▶ Quoted passage
::::::
By contrast, conventional realist theories of reference divorce
reference from the mind and make no contact whatsoever with research on
perception.
In order for the system of meaning to be influenced by
perception, of course, there has to be an interface between conceptual/semantic
structure and the “upper end” of the perceptual systems, where “the world”
(i.e. the perceiver’s conceptualization of the physical world) is organized in
terms of stable three-dimensional objects that are located in space with
respect to the perceiver and each other.
This interface too can be shown to have the standard characteristics: it
is a partial homomorphism between the quasi-algebraic format in which
linguistic meanings are encoded and the quasi-geometric/topological format(s)
in which spatial understanding is encoded.
Thus at the semantic end of the language faculty, just as at the phonological
end, the relation between language and the rest of the mind is of the same
general character as the interfaces within the language faculty itself.
Studying the conceptual system as a combinatorial
system leads to the same questions about acquisition as studying syntax. How does the child learning language acquire
the meanings of all those thousands of words on the basis of experience, both
perceptual and linguistic? What
perceptual biases and innate structures does the child bring to the task of
interpreting the world? Here conceptualist
semantics makes contact with a rich literature on word and concept learning and
its innate bases (Bloom 2000, Carey 1985, Spelke et al. 1994, Baillargeon 1986,
Gleitman and Landau 1994, Keil 1989, to mention only a few parochial examples). Moreover, since humans doubtless share with
monkeys and apes at least the parts of the conceptual system dealing with
physical space and perhaps some of the parts dealing with social relations and
other minds, conceptualist semantics further makes contact with research on
primate cognition (Premack 1976, Tomasello 2000, Hauser 2000, Povinelli 2001,
Cheney and Seyfarth 1990, Köhler 1927).
Again, these are issues that conventional realist
semantics cannot address. Nor are they
particularly accessible to semantics studied in a syntactocentric linguistic
theory. For if the combinatorial
properties of semantics were completely attributable to the combinatorial
properties of syntax, then it would be impossible for nonlinguistic organisms
to have combinatorial thoughts. There
are of course important strains of philosophy that have embraced this view,
identifying the capability for thought with the capability for overt language
(Descartes comes to mind, for instance).
But I think contemporary cognitive neuroscience has outgrown such a
view, and linguistics ought to be able to follow suit gracefully.
9.3. The
relation of grammar to processing
A theory of linguistic competence is supposed to
simply define the permissible structures in the language, without saying how
those structures are produced in real time.
However, as pointed out in
section 1, a competence theory ought to lend itself to being embedded in a
theory of processing: we ought to be
able to say how the f-knowledge that constitutes the competence theory is
actually put to use.
There turns out to be an inherent structural reason
why competence has to be isolated from performance in the syntactocentric view
of language. If we flatten out and
simplify all the syntactocentric architectures in Figure 1, they all have a
logical directionality proceeding outward from syntax in the middle:
(13) Logical
directionality of syntactocentric architecture
sound Z phonology
Z syntax Y meaning
What I mean by logical directionality is that the
possible phonological structures and meanings cannot be determined without
first determining syntactic structures.
Syntacticians may insist that they are being “metaphorical” when they
talk about things happening “before” and “after” other things in a derivation;
but the logical dependence is there nevertheless. Now contrast this to the logical
directionality of language processing:
language perception goes consistently from left to right, and language
production from right to left.
::::::
▶ What you need to do
From the passage on meaning and the mind, extract the part starting with "Thus at the" and going on through "language faculty itself.", copied word for word.

▶ Box-labeled dataset extracts
::::::
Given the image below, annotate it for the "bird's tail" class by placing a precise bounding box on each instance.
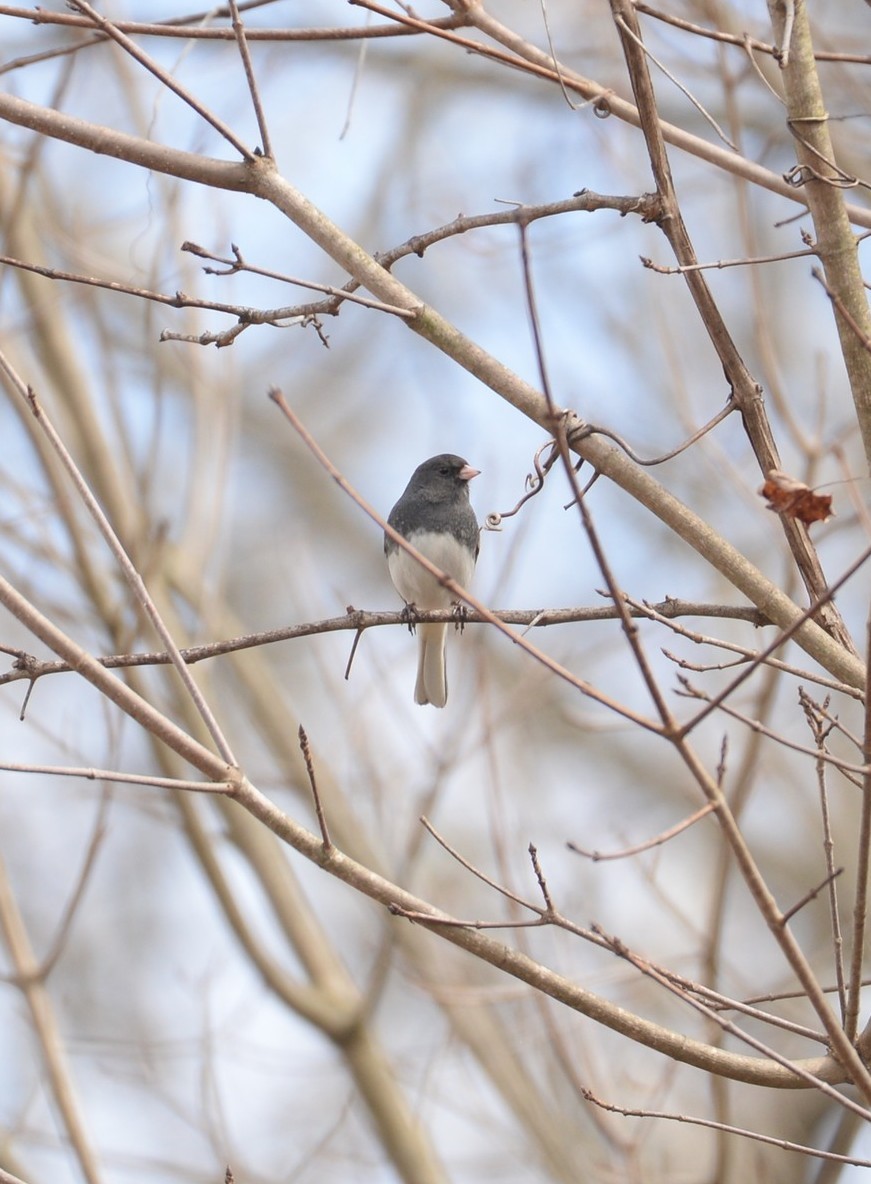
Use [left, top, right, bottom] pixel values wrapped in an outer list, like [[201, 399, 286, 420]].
[[414, 625, 447, 707]]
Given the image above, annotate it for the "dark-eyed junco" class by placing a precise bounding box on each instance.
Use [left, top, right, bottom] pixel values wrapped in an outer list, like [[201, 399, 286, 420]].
[[385, 452, 479, 707]]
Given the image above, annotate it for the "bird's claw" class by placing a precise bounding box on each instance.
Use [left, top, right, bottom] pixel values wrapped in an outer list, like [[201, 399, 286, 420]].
[[451, 600, 469, 633]]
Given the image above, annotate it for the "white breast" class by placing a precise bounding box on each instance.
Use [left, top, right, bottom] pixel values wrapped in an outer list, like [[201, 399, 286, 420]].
[[387, 530, 475, 609]]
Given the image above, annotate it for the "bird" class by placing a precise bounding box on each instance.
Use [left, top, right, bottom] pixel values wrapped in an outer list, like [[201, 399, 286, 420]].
[[385, 452, 480, 707]]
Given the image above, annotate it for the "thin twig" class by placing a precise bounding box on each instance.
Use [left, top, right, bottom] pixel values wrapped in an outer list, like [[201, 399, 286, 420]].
[[0, 369, 236, 765], [617, 17, 738, 153], [69, 0, 257, 162], [583, 1084, 871, 1167], [683, 547, 871, 735], [566, 802, 717, 863], [298, 723, 333, 851], [228, 0, 275, 160], [844, 612, 871, 1040]]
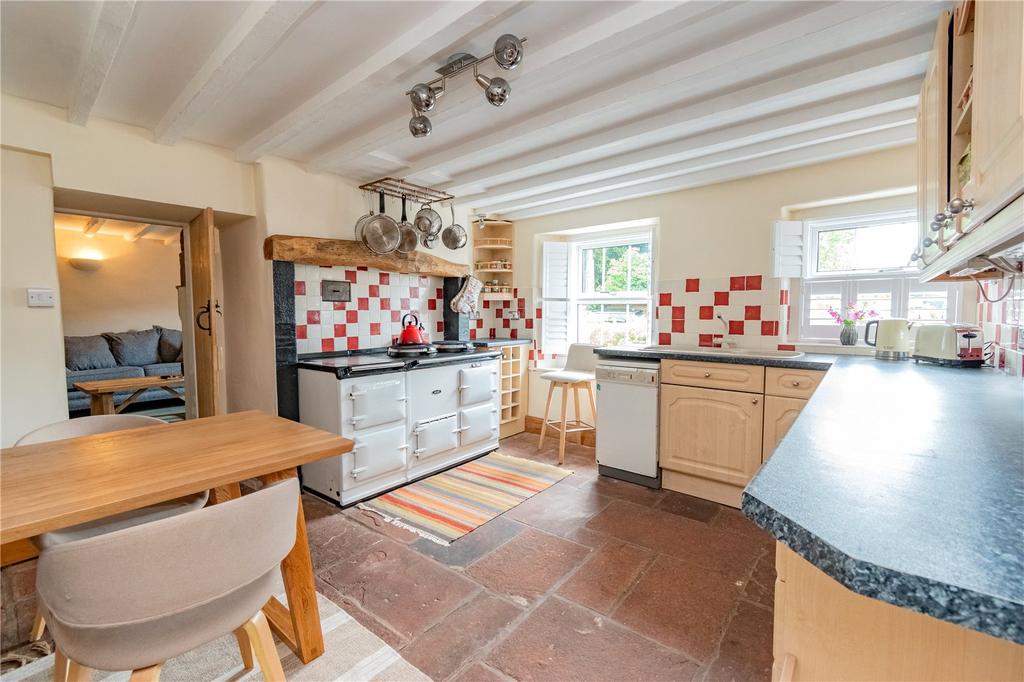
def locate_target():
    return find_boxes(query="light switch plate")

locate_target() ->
[28,289,57,308]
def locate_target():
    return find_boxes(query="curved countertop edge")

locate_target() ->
[740,491,1024,644]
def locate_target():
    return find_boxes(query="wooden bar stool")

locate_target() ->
[537,343,597,464]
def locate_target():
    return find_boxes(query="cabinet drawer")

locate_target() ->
[662,360,765,393]
[765,367,825,398]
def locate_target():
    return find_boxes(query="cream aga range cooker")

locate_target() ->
[298,349,501,506]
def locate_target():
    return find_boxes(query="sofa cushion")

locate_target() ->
[153,325,181,363]
[142,363,181,377]
[67,367,145,391]
[103,329,160,367]
[65,334,118,372]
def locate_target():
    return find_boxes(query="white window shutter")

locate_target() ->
[771,220,804,278]
[541,242,569,353]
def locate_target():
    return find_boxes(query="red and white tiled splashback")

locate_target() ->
[978,278,1024,377]
[653,274,793,350]
[295,263,444,353]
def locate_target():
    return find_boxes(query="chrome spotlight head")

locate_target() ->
[409,83,437,112]
[476,74,512,106]
[495,33,522,70]
[409,114,433,137]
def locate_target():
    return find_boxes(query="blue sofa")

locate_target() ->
[65,327,184,412]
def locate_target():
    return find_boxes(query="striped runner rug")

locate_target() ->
[358,453,572,545]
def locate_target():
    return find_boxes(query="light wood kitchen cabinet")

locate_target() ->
[660,384,764,489]
[761,395,807,463]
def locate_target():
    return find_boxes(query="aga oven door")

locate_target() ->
[342,423,409,489]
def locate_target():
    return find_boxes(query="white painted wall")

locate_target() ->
[0,147,68,447]
[54,229,181,336]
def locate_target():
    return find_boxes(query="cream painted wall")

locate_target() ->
[0,147,68,447]
[54,229,181,336]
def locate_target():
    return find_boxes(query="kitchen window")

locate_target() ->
[543,231,653,353]
[800,211,959,341]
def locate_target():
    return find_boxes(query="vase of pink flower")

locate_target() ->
[828,305,879,346]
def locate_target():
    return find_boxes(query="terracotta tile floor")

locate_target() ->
[304,433,775,682]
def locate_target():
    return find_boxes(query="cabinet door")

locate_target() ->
[342,424,408,489]
[659,384,764,485]
[459,402,498,446]
[761,395,807,462]
[459,361,498,404]
[965,1,1024,216]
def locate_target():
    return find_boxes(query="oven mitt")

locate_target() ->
[452,275,483,315]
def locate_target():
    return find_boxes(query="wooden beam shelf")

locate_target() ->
[263,235,469,278]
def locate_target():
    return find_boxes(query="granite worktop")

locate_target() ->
[741,356,1024,643]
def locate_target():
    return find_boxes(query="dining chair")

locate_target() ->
[36,478,299,682]
[537,343,597,464]
[14,415,210,640]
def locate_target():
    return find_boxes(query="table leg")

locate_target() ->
[260,469,324,663]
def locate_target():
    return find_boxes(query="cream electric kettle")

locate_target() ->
[864,318,913,359]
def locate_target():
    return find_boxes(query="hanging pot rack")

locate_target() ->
[359,177,455,204]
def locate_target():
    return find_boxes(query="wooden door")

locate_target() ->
[918,12,949,260]
[188,208,222,417]
[964,0,1024,218]
[761,395,807,462]
[660,384,764,485]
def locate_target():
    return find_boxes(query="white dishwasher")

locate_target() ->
[597,359,662,487]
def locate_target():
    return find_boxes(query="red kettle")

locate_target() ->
[398,312,427,346]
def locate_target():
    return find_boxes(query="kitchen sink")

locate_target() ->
[640,345,804,358]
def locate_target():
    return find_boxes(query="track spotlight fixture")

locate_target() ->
[406,33,526,137]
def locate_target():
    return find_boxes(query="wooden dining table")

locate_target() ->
[0,411,353,663]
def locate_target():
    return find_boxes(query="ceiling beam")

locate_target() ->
[306,2,736,172]
[468,78,921,209]
[125,223,157,242]
[234,0,515,162]
[483,109,916,215]
[154,0,318,144]
[401,3,934,181]
[68,0,135,126]
[445,41,930,197]
[502,126,916,220]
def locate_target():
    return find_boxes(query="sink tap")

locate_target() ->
[715,315,736,348]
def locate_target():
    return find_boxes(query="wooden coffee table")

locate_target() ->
[75,376,185,415]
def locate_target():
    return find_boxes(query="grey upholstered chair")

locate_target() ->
[36,478,299,682]
[14,415,210,640]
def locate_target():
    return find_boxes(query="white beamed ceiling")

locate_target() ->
[0,0,951,219]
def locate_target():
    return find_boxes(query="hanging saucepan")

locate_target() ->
[441,204,467,251]
[362,191,401,254]
[355,191,374,242]
[398,197,419,253]
[413,199,441,235]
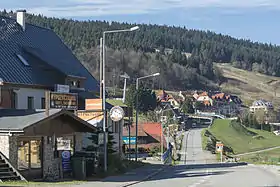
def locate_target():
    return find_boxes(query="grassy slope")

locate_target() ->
[241,148,280,165]
[210,119,280,154]
[215,64,280,105]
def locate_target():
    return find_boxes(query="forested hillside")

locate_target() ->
[1,11,280,89]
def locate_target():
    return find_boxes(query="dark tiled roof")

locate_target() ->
[0,16,99,91]
[0,109,96,132]
[0,109,61,130]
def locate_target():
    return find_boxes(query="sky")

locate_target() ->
[0,0,280,45]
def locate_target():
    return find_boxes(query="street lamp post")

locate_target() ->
[135,73,160,161]
[102,26,139,171]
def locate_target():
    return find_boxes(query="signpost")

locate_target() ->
[216,142,224,163]
[110,106,125,122]
[50,92,78,110]
[123,136,136,145]
[61,151,71,172]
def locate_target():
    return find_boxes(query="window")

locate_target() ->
[27,97,34,109]
[41,97,46,109]
[17,54,29,66]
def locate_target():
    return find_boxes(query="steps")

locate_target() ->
[0,152,26,182]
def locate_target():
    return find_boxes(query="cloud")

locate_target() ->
[0,0,280,17]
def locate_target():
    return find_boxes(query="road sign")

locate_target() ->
[110,106,125,122]
[123,136,136,145]
[216,142,224,152]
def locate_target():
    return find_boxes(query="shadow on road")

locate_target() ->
[98,163,247,183]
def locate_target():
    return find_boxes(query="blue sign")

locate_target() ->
[123,136,136,145]
[61,151,71,171]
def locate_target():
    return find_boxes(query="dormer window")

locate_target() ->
[17,54,30,66]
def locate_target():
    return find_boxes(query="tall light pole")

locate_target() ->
[135,73,160,161]
[120,73,130,103]
[102,26,139,171]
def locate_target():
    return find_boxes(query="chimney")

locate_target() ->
[17,10,26,31]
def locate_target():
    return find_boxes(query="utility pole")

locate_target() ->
[113,69,116,97]
[120,73,130,103]
[99,38,103,99]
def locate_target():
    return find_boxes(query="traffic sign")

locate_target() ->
[123,136,136,145]
[216,142,224,152]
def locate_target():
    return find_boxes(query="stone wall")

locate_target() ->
[9,135,18,168]
[0,135,18,168]
[43,137,61,181]
[0,135,10,158]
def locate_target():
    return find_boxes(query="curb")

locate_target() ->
[248,164,280,176]
[118,167,166,187]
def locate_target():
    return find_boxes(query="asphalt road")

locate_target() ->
[180,129,216,165]
[133,129,280,187]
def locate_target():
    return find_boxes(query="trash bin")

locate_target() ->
[72,157,86,180]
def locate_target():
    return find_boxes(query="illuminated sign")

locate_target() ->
[50,92,78,110]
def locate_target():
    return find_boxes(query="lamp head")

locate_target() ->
[153,73,160,77]
[130,26,139,31]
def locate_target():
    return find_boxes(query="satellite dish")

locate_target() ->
[120,73,130,79]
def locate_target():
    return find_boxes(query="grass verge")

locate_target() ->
[209,119,280,154]
[238,148,280,165]
[201,129,208,150]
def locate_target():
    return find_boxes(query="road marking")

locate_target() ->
[188,175,210,187]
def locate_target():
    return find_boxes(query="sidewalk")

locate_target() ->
[70,164,166,187]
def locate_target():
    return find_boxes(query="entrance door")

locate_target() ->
[18,138,42,179]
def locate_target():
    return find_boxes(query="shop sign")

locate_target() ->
[50,92,78,110]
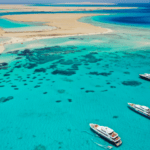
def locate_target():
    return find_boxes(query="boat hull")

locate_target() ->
[128,105,150,119]
[140,76,150,81]
[91,128,120,147]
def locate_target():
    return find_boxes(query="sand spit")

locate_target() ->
[0,5,137,12]
[0,14,112,52]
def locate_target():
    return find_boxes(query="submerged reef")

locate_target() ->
[34,145,46,150]
[0,96,13,103]
[122,81,142,86]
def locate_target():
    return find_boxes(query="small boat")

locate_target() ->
[128,103,150,118]
[90,123,122,146]
[139,73,150,81]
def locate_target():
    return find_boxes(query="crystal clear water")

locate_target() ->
[0,18,54,32]
[0,3,150,150]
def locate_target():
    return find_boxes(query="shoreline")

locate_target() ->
[0,28,113,54]
[0,4,138,13]
[0,13,112,53]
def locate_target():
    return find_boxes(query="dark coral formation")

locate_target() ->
[89,72,111,76]
[52,70,76,76]
[34,145,46,150]
[0,96,13,103]
[122,81,142,86]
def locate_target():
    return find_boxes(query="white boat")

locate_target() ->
[139,73,150,81]
[90,123,122,146]
[128,103,150,118]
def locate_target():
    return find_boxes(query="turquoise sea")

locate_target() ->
[0,4,150,150]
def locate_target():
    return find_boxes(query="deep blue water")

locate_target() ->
[0,3,150,150]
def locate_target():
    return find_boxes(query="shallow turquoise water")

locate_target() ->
[0,18,54,32]
[0,3,150,150]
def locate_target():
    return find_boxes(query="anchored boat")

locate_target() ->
[128,103,150,118]
[139,73,150,81]
[90,123,122,146]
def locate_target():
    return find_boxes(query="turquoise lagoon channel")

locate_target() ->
[0,18,55,32]
[0,3,150,150]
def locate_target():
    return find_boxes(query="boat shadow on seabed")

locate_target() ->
[90,128,121,148]
[128,106,150,120]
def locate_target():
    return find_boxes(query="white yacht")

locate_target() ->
[128,103,150,118]
[90,123,122,146]
[139,73,150,81]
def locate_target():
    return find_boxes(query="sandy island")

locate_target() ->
[0,13,111,52]
[0,5,136,12]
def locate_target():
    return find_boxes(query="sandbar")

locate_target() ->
[0,5,137,12]
[0,13,112,53]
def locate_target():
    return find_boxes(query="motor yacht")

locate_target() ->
[90,123,122,146]
[128,103,150,118]
[139,73,150,81]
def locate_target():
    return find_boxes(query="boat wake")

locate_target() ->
[82,131,113,149]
::::::
▶ Written answer
Thus at the semantic end of the language faculty, just as at the phonological
end, the relation between language and the rest of the mind is of the same
general character as the interfaces within the language faculty itself.